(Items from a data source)
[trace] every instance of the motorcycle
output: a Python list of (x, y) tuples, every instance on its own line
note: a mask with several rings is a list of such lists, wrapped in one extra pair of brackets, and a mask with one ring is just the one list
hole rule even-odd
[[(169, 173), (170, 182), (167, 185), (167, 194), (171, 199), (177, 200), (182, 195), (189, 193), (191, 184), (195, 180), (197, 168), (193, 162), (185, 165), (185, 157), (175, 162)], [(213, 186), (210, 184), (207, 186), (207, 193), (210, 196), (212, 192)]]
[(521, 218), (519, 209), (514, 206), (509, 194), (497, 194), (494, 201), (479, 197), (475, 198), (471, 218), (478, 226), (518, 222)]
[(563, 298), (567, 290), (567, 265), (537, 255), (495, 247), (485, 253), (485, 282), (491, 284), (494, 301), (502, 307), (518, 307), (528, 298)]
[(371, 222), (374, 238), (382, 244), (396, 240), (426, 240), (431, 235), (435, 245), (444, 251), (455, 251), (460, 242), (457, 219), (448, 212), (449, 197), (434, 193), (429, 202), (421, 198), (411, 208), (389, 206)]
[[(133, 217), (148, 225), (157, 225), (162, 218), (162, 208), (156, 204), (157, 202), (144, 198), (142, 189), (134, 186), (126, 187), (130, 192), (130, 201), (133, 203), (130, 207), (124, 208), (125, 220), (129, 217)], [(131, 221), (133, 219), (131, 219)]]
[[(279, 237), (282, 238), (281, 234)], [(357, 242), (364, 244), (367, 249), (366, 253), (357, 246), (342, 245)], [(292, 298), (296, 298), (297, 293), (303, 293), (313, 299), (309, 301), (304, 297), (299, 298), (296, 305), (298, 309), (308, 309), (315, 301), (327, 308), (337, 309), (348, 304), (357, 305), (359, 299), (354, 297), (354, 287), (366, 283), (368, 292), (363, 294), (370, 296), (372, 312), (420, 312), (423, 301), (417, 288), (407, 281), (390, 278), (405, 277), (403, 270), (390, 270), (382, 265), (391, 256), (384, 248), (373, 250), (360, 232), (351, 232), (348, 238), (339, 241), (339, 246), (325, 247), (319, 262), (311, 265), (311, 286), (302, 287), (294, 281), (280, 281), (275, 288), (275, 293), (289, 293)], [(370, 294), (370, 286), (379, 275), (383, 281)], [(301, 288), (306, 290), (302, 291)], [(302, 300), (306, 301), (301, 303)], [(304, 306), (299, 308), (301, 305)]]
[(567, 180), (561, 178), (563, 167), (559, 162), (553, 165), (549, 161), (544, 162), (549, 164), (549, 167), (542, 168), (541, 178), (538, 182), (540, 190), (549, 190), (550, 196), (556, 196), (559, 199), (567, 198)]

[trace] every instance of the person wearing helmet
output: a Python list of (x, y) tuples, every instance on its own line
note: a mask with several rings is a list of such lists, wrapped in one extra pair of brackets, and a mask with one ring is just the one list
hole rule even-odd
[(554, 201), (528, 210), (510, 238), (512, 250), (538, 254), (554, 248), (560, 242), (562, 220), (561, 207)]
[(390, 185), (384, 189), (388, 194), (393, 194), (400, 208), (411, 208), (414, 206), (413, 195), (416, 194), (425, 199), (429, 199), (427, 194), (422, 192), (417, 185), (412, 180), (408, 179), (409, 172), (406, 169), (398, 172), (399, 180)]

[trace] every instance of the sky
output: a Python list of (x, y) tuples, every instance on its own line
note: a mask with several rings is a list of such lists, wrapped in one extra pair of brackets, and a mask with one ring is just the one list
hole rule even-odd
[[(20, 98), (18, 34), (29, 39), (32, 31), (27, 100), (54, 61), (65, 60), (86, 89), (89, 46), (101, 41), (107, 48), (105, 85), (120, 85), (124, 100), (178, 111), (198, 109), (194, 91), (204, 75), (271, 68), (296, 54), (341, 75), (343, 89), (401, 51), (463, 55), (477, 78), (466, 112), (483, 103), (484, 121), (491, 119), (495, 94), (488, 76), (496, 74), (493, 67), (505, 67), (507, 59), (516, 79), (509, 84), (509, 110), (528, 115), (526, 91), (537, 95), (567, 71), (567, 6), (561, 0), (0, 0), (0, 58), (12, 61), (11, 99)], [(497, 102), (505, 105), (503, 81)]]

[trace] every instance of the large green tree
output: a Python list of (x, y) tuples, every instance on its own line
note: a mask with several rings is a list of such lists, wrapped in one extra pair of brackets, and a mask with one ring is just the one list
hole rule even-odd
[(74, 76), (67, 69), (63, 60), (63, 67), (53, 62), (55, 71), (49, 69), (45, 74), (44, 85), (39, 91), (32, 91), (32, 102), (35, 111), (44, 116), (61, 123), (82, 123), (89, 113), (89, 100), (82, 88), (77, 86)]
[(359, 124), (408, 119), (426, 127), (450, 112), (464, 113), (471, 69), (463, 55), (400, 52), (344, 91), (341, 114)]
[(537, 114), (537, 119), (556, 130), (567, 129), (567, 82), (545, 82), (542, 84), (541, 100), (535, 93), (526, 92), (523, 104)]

## REQUIREMENTS
All of the data above should be transcribed exactly.

## FULL RESPONSE
[trace] every instance of the motorcycle
output: a Python list of (x, y) tuples, every instance on its own line
note: a mask with several rings is a list of such lists, wrapped in one extra pair of brackets, and a mask with one ring is just the one list
hole rule even-odd
[[(169, 173), (170, 182), (167, 185), (167, 194), (171, 199), (177, 200), (182, 195), (189, 193), (191, 184), (195, 180), (197, 168), (193, 162), (185, 165), (185, 157), (175, 162)], [(213, 186), (210, 184), (207, 186), (207, 193), (210, 196), (212, 192)]]
[(521, 218), (519, 209), (514, 206), (509, 194), (497, 194), (494, 201), (479, 197), (475, 198), (471, 218), (478, 226), (518, 222)]
[(563, 298), (567, 290), (567, 265), (537, 255), (495, 247), (485, 253), (485, 282), (491, 284), (494, 301), (502, 307), (518, 307), (528, 298)]
[(371, 222), (374, 238), (382, 244), (396, 240), (426, 240), (431, 235), (435, 245), (444, 251), (455, 251), (460, 242), (457, 219), (448, 212), (449, 197), (434, 193), (429, 202), (421, 198), (411, 208), (389, 206)]
[[(133, 217), (148, 225), (157, 225), (162, 218), (162, 208), (156, 204), (157, 202), (144, 198), (142, 189), (134, 186), (126, 187), (130, 192), (130, 201), (133, 203), (130, 207), (124, 208), (125, 220), (129, 217)], [(131, 221), (133, 219), (131, 219)]]
[[(279, 237), (282, 238), (281, 234)], [(357, 242), (364, 244), (367, 249), (366, 253), (357, 246), (342, 245)], [(292, 298), (296, 298), (297, 293), (303, 293), (313, 299), (309, 301), (304, 297), (299, 298), (296, 305), (298, 309), (308, 309), (315, 301), (327, 308), (337, 309), (348, 304), (357, 305), (359, 299), (354, 297), (354, 287), (366, 283), (368, 292), (363, 294), (370, 296), (372, 312), (420, 312), (423, 301), (417, 288), (407, 281), (390, 278), (405, 277), (403, 270), (390, 270), (382, 265), (391, 256), (384, 248), (373, 250), (360, 232), (351, 232), (348, 238), (339, 241), (339, 246), (325, 247), (319, 262), (311, 265), (311, 286), (302, 287), (294, 281), (280, 281), (275, 288), (275, 293), (289, 293)], [(370, 294), (370, 286), (379, 275), (383, 281)], [(301, 288), (306, 290), (302, 291)], [(302, 300), (306, 301), (301, 303)], [(304, 306), (299, 308), (301, 305)]]
[(567, 180), (561, 178), (563, 167), (559, 162), (553, 165), (549, 161), (544, 162), (549, 164), (549, 167), (542, 168), (541, 178), (538, 182), (540, 190), (549, 190), (550, 196), (556, 196), (559, 199), (567, 198)]

[trace] every instance of the person wearing helmet
output: a Python list of (x, y) tuples, every instance on its own line
note: a mask with several rings is a list of such lists, wrapped in one extra pair of brackets, and a mask with one ring is just the one list
hole rule even-odd
[(554, 201), (528, 210), (510, 238), (512, 250), (538, 254), (554, 248), (560, 242), (562, 220), (561, 207)]
[(390, 185), (384, 189), (388, 194), (393, 194), (400, 208), (411, 208), (414, 206), (413, 195), (416, 194), (425, 199), (429, 199), (427, 194), (422, 192), (417, 185), (412, 180), (408, 179), (409, 172), (406, 169), (398, 172), (399, 180)]

[trace] every instance of the sky
output: a Python list of (x, y) tuples, every instance on its own line
note: a mask with several rings is a list of such lists, wrapped in one extra pair of brackets, and a mask with one ring is just the one list
hole rule even-odd
[[(20, 98), (18, 34), (29, 39), (32, 31), (27, 100), (54, 61), (65, 60), (86, 89), (89, 46), (101, 41), (107, 48), (105, 85), (120, 85), (124, 100), (178, 111), (198, 109), (194, 91), (204, 75), (271, 68), (296, 54), (341, 75), (343, 89), (401, 51), (463, 55), (477, 78), (466, 112), (483, 103), (484, 121), (491, 119), (495, 94), (488, 76), (496, 74), (493, 67), (505, 67), (507, 59), (516, 79), (509, 84), (509, 110), (528, 115), (526, 91), (537, 95), (567, 71), (567, 6), (561, 0), (0, 0), (0, 58), (12, 61), (11, 99)], [(497, 102), (505, 105), (503, 81)]]

[trace] every instance of the large green tree
output: a Python list of (x, y) tuples, every instance on its own line
note: a mask with several rings is a list of such lists, wrapped in one extra pair of brackets, and a mask with one ring is just the one list
hole rule even-odd
[(74, 76), (67, 69), (63, 60), (63, 67), (53, 62), (55, 71), (49, 69), (45, 74), (44, 85), (39, 91), (32, 91), (32, 102), (35, 111), (44, 116), (61, 123), (82, 123), (89, 113), (89, 100), (82, 88), (77, 86)]
[(359, 124), (408, 119), (426, 127), (450, 112), (464, 113), (471, 69), (463, 55), (400, 52), (344, 91), (341, 114)]
[(537, 114), (537, 119), (556, 130), (567, 129), (567, 82), (545, 82), (542, 84), (541, 100), (535, 93), (526, 92), (523, 104)]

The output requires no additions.